Goal of the exercise =>
Please return every line in the rows below that contains the string "hand". Case counts.

Dataset extract =>
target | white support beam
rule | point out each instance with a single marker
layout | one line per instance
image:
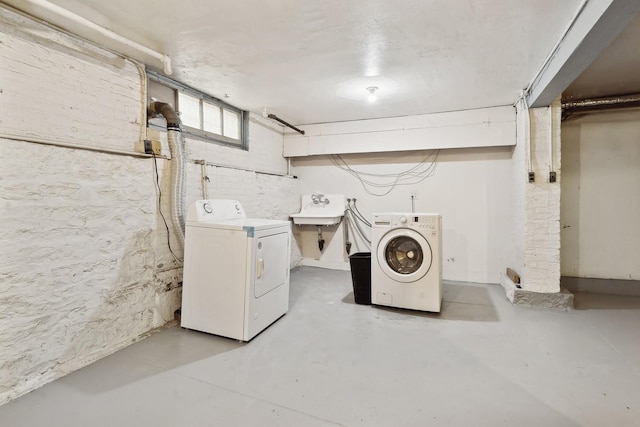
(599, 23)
* * *
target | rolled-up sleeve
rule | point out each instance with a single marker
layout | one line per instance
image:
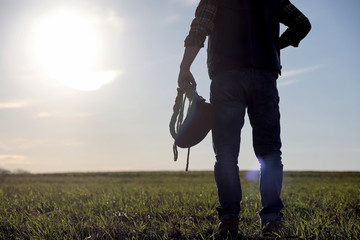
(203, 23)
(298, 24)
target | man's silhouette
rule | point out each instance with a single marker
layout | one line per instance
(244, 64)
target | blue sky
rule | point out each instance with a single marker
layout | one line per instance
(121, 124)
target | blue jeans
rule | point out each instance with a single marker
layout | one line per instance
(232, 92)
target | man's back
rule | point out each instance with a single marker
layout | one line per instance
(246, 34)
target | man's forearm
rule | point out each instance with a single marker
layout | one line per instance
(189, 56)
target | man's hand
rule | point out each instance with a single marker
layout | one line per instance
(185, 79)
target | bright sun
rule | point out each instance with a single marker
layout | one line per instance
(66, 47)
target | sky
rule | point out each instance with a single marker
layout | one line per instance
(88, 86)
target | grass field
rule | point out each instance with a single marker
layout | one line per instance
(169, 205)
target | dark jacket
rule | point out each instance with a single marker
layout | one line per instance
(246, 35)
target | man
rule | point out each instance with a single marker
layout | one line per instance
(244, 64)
==
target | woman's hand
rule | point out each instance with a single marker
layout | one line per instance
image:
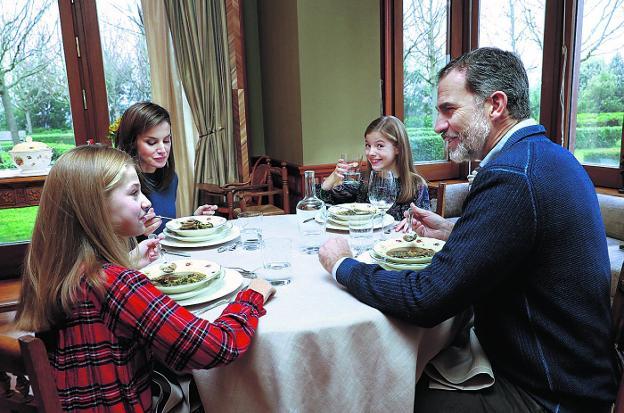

The reply =>
target | man's hand
target | woman's hand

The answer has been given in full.